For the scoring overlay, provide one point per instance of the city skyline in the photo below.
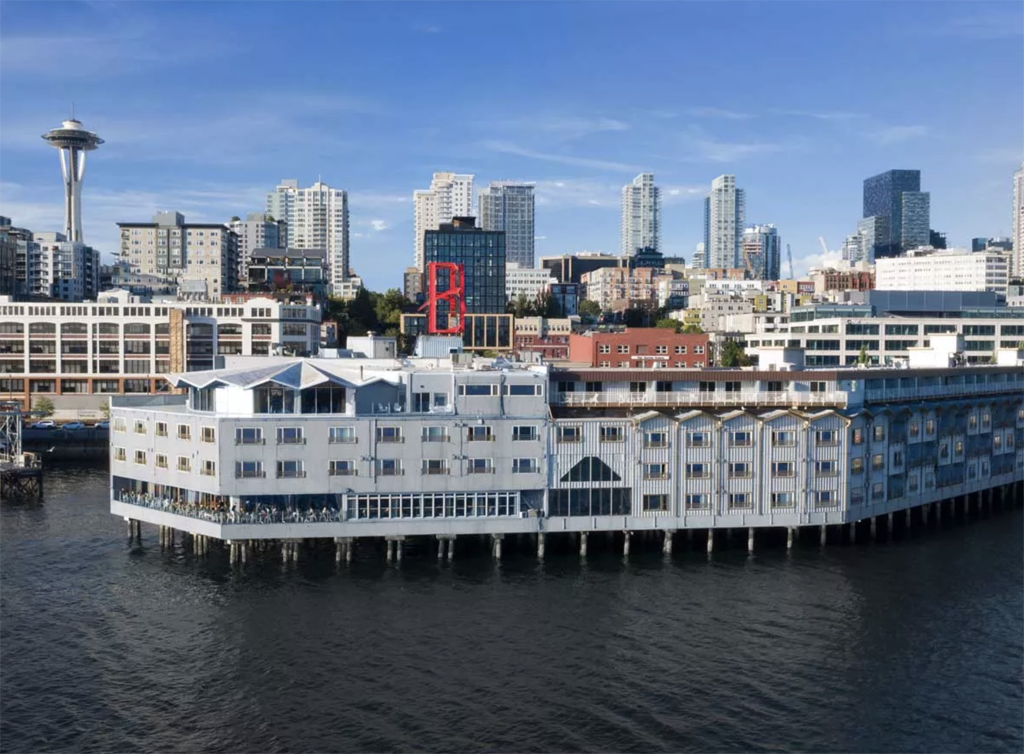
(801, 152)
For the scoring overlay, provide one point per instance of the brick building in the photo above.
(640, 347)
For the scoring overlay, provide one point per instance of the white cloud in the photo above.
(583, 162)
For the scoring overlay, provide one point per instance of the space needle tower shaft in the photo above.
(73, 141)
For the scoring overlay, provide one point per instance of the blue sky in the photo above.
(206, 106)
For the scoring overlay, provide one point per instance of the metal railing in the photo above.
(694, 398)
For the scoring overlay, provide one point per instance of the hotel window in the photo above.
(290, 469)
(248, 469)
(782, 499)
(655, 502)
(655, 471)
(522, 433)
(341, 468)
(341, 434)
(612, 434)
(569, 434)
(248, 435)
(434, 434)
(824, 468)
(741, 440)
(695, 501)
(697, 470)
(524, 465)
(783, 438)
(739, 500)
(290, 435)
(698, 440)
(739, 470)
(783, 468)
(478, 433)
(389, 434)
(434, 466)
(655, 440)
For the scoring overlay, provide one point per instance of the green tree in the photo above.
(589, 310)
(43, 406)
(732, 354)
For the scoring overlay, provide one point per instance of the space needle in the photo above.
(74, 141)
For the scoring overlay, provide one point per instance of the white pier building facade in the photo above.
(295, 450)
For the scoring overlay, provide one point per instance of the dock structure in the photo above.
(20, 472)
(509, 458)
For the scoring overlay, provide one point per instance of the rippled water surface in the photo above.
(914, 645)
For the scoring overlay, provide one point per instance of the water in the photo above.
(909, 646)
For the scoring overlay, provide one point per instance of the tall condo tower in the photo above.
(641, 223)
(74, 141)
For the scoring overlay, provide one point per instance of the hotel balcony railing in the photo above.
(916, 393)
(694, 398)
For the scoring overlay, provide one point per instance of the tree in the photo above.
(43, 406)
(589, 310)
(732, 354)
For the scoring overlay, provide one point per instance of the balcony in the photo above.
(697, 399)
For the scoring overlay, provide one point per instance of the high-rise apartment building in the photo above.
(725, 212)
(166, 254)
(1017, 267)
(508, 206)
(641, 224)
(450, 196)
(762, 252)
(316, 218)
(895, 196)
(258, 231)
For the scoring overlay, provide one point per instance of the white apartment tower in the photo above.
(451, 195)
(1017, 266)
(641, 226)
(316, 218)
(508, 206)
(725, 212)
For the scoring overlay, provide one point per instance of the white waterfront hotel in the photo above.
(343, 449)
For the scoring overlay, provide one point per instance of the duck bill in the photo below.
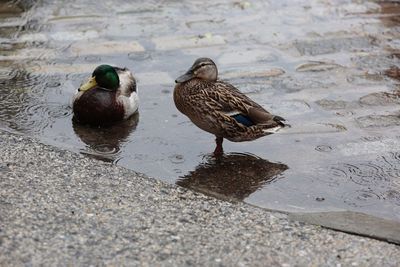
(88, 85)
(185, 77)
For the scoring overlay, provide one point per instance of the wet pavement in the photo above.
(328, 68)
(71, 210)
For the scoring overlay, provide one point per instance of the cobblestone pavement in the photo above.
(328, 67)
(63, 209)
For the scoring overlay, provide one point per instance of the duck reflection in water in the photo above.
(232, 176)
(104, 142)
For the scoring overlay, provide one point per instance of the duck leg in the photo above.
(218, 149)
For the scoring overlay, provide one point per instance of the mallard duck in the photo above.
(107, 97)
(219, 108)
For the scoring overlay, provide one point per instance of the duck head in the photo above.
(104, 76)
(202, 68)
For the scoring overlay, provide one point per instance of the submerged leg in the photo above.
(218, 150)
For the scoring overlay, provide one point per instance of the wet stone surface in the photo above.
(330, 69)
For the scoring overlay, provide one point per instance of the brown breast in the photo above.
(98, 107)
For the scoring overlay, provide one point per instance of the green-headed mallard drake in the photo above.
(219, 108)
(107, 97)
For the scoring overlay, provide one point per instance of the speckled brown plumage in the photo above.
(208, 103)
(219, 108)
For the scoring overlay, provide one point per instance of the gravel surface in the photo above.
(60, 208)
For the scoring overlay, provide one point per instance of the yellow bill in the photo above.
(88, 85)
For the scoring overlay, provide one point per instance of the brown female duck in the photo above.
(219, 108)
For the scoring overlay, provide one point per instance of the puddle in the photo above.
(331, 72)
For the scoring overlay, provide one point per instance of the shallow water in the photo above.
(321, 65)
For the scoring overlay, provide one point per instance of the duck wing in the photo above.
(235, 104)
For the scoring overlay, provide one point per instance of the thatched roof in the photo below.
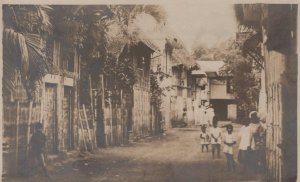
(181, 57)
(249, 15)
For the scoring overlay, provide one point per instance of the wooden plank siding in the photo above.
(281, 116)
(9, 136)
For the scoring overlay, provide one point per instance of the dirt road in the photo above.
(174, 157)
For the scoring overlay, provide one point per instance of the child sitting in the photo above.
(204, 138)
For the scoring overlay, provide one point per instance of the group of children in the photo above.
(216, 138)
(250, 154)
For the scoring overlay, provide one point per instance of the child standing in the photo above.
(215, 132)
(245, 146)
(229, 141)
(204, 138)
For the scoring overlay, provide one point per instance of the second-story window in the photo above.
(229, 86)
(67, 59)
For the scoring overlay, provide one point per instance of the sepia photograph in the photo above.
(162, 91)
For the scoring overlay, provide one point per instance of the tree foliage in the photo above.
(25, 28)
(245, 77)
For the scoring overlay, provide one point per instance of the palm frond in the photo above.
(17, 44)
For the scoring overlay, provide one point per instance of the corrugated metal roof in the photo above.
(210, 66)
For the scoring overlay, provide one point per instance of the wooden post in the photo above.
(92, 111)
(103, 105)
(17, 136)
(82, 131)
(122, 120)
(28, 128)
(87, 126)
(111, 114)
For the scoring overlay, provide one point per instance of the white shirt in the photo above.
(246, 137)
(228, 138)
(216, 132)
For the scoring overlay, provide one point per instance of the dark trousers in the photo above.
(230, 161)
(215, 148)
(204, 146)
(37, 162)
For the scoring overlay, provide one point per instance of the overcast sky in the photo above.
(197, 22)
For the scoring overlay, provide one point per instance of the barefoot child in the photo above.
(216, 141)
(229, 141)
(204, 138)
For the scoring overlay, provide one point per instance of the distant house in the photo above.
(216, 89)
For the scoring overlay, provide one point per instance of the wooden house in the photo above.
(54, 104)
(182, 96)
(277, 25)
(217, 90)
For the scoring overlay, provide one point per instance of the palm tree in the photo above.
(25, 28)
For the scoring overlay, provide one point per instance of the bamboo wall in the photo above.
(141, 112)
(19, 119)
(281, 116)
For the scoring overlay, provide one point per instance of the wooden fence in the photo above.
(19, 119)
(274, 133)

▬▬▬▬▬▬

Problem: Set the pictures aside and transcribe the data above exactly.

Exercise answer:
For the scoring overlay, provide one point per instance of the city skyline in the photo below.
(801, 152)
For the scoring overlay, provide one point per instance of the brick building in the photo above.
(640, 347)
For the scoring overlay, provide one point per instance of the white cloud in the photo above.
(583, 162)
For the scoring overlay, provide one point per instance of the space needle tower shaft in the photo above.
(73, 141)
For the scoring overlay, provide one point per instance of the blue sky in the photo above.
(206, 106)
For the scoring overlay, provide one point per instance of the metal railing in the photo above.
(694, 398)
For the scoring overlay, provide one point per instance of the hotel window in the photo above.
(290, 469)
(248, 469)
(782, 499)
(655, 502)
(655, 471)
(522, 433)
(341, 468)
(341, 434)
(612, 434)
(569, 434)
(248, 435)
(434, 434)
(824, 468)
(741, 440)
(695, 501)
(697, 470)
(524, 465)
(783, 438)
(739, 500)
(290, 435)
(698, 440)
(739, 470)
(783, 468)
(478, 433)
(389, 434)
(434, 466)
(655, 440)
For the scoring overlay, provide one point per instance of the green tree in the photo above.
(589, 310)
(43, 406)
(732, 354)
For the scoring overlay, provide one point per instance of the space needle in the photo above.
(74, 141)
For the scoring overlay, provide one point per instance of the white pier building facade in the photo above.
(295, 450)
For the scoring overlay, provide one point per instance of the dock structure in the photo above.
(20, 472)
(509, 458)
For the scoring overlay, provide one point per instance of the rippled water surface in the photo above.
(914, 645)
For the scoring overlay, provide one point per instance of the water in the photo above.
(909, 646)
For the scoring overlay, provide one point per instance of the tall condo tower in the photo above.
(641, 223)
(74, 141)
For the scoring overlay, provide one point per instance of the hotel balcony railing in the photo above.
(916, 393)
(694, 398)
For the scoring overlay, provide one point per instance of the tree in the photo above.
(43, 406)
(589, 310)
(732, 354)
For the scoring overlay, provide one point per instance of the balcony in the photo above.
(697, 399)
For the scoring overlay, provide one point per instance of the high-rise apartment building in the photo above.
(725, 212)
(166, 254)
(1017, 267)
(508, 206)
(641, 224)
(450, 196)
(762, 252)
(316, 218)
(895, 196)
(258, 231)
For the scoring overlay, provide one point per instance of the white apartment tower in the photo above.
(451, 195)
(1017, 266)
(641, 226)
(316, 218)
(508, 206)
(725, 212)
For the scoring overlay, provide one point per instance of the white waterfront hotel in the photo above.
(343, 449)
For the scoring overlay, provide one point per instance of the duck bill in the photo below.
(88, 85)
(185, 77)
For the scoring overlay, provide one point per instance of the wet pavement in the photo above.
(328, 68)
(71, 210)
For the scoring overlay, provide one point per instance of the cobblestone pavement in the photo above.
(328, 67)
(63, 209)
For the scoring overlay, provide one point per instance of the duck reflection in water in the photo above.
(232, 176)
(104, 142)
For the scoring overlay, provide one point per instance of the duck leg in the photo above.
(218, 149)
For the scoring overlay, provide one point per instance of the mallard duck in the photo above.
(107, 97)
(219, 108)
For the scoring overlay, provide one point per instance of the duck head in the photo above.
(104, 76)
(202, 68)
For the scoring overlay, provide one point per instance of the submerged leg in the photo above.
(218, 150)
For the scoring overlay, provide one point per instance of the wet stone surface in the photo above.
(330, 69)
For the scoring overlay, provide one point per instance of the brown breast in the photo above.
(98, 107)
For the scoring overlay, provide one point per instance of the green-headed mallard drake in the photo above.
(219, 108)
(107, 97)
For the scoring overlay, provide one point per instance of the speckled brown plumage in the photo above.
(208, 103)
(219, 108)
For the scoring overlay, provide one point per instance of the gravel surface in the photo above.
(60, 208)
For the scoring overlay, provide one point per instance of the yellow bill in the photo above.
(88, 85)
For the scoring overlay, provide one point per instance of the brown female duck in the photo above.
(219, 108)
For the scoring overlay, provide one point per instance of the puddle in the photo above.
(331, 72)
For the scoring overlay, provide one point per instance of the shallow water in the photo above.
(321, 65)
For the scoring overlay, provide one point per instance of the duck wing in the photo above.
(235, 104)
For the scoring overlay, provide one point per instance of the thatched roof in the photo below.
(181, 57)
(249, 15)
For the scoring overlay, provide one point per instance of the wooden plank siding in the photo above.
(281, 116)
(9, 136)
For the scoring overlay, provide one point per instance of the dirt road in the photo above.
(174, 157)
For the scoring overlay, provide one point per instance of the child sitting in the photo above.
(204, 138)
For the scoring overlay, provide one point per instance of the group of children in the photo above.
(216, 138)
(250, 154)
For the scoring overlay, provide one point per instance of the child standing in the photo above.
(215, 132)
(245, 146)
(229, 141)
(204, 138)
For the scoring overlay, provide one point per instance of the second-story window in the photo above.
(229, 86)
(67, 59)
For the scoring overlay, provide one point per instance of the sepia photograph in the photo above.
(162, 91)
For the scoring overlay, provide one point per instance of the tree foliage in the photo above.
(25, 28)
(245, 77)
For the scoring overlay, provide one point per instance of the palm frond in the photo above.
(17, 44)
For the scoring overlay, provide one point per instance of the corrugated metal roof in the photo above.
(210, 66)
For the scoring overlay, provide one point per instance of the wooden post in the photo above.
(92, 111)
(103, 105)
(17, 136)
(82, 131)
(122, 120)
(28, 128)
(87, 126)
(111, 114)
For the scoring overlay, provide one point per instance of the white shirt in the photo above.
(246, 137)
(228, 138)
(216, 132)
For the scoring overlay, provide one point per instance of the dark trousers in the photo above.
(230, 161)
(215, 148)
(204, 146)
(37, 162)
For the scoring overlay, provide one point per instance of the overcast sky in the photo above.
(197, 22)
For the scoring overlay, provide one point per instance of the barefoot child in the photo above.
(216, 141)
(229, 141)
(204, 138)
For the scoring overlay, provide one point per instance of the distant house in the photo above.
(216, 89)
For the scoring overlay, provide one point per instance of the wooden house in the photo above.
(54, 104)
(182, 96)
(277, 25)
(217, 90)
For the scoring overlay, provide one point per instance of the palm tree in the photo above.
(25, 28)
For the scoring overlay, provide one point per instance of the bamboo wall in the photo above.
(141, 112)
(19, 119)
(281, 116)
For the scoring overlay, provide one point per instance of the wooden fence in the photo above.
(19, 119)
(274, 133)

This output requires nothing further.